++++ Excerpted text ++++

Objectively Speaking, Is Magnus a Patzer Compared to StockFish and AlphaZero?

Sort:
Elroch
SmyslovFan wrote:
Elroch wrote:

I have seen no even half convincing argument that perfect chess has an Elo of 3600 - please do provide a link. We have just seen the first of a new breed leap to 130 points stronger in 1 step, and at a mere 80,000 nodes per second, this is not the last word.

Ask, and it shall be given...

A simple linear fit then yields the rule to produce the Elo rating for any (s, c), which we call an “Intrinsic Performance Rating” (IPR) when the (s, c) are obtained by analyzing the games of a particular event and player(s).

IPR = 3571 15413 · AEe. (6)

This expresses, incidentally, that at least from the vantage of RYBKA 3 run to reported depth 13, perfect play has a rating under 3600. This is reasonable when one considers that if a 2800 player such as Vladimir Kramnik is able to draw one game in fifty, the opponent can never have a higher rating than that."

 

Source: Kenneth Regan:  

https://www.cse.buffalo.edu/~regan/papers/pdf/RMH11b.pdf

I do remember that now: it seems like a very long time ago. Your interpretation is unreliable. Rybka 3 would be utterly crushed by AlphaZero for sure. It would do badly against any of today's top engines, at roughly 50 points a year advance. Its notion of accuracy would be very wrong for Houdini, Komodo or Stockfish, and worse for AlphaZero. Indeed, pretty much anything it would see as an inaccuracy would be its own mistake! The key is in the words "from the vantage of Rybka". This does not extend to finding fault with a player that is consistently more reliable than it on every move.

It would be interesting to see a new analysis using Houdini on a large server, like the Rybka 3 one was a follow-up to one with Crafty (mainly focusing on human play).

++++

What needs to be done:
Revise the passage of the chess rating thread that begins with the words "A simple linear" and stops after "15413 · AEe. (6)", putting "least-squares fit" wherever "linear fit" appears.

++++ Extracted information ++++

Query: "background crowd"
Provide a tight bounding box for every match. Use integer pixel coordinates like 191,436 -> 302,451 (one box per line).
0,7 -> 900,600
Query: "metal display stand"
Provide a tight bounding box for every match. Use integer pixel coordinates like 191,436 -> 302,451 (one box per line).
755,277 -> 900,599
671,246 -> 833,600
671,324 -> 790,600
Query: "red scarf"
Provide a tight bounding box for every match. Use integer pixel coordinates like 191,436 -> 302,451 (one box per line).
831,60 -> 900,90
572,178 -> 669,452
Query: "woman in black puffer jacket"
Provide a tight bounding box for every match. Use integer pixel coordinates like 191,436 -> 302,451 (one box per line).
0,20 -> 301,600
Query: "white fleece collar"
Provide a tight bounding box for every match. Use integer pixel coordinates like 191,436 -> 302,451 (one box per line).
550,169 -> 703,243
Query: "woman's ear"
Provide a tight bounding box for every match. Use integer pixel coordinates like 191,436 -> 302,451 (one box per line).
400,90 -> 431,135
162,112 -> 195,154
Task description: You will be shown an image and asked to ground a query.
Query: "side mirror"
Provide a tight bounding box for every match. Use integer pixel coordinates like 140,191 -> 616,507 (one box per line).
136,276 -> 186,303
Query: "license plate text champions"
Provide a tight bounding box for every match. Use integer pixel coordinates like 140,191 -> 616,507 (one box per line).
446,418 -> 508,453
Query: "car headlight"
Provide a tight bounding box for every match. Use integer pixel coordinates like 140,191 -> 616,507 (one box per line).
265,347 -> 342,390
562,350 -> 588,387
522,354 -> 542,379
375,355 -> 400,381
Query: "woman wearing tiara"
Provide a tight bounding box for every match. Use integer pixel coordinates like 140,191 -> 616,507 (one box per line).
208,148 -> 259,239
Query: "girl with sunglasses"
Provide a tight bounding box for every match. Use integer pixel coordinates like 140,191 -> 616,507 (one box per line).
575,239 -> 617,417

++++

Output:
A simple least-squares fit then yields the rule to produce the Elo rating for any (s, c), which we call an “Intrinsic Performance Rating” (IPR) when the (s, c) are obtained by analyzing the games of a particular event and player(s).

IPR = 3571 15413 · AEe. (6)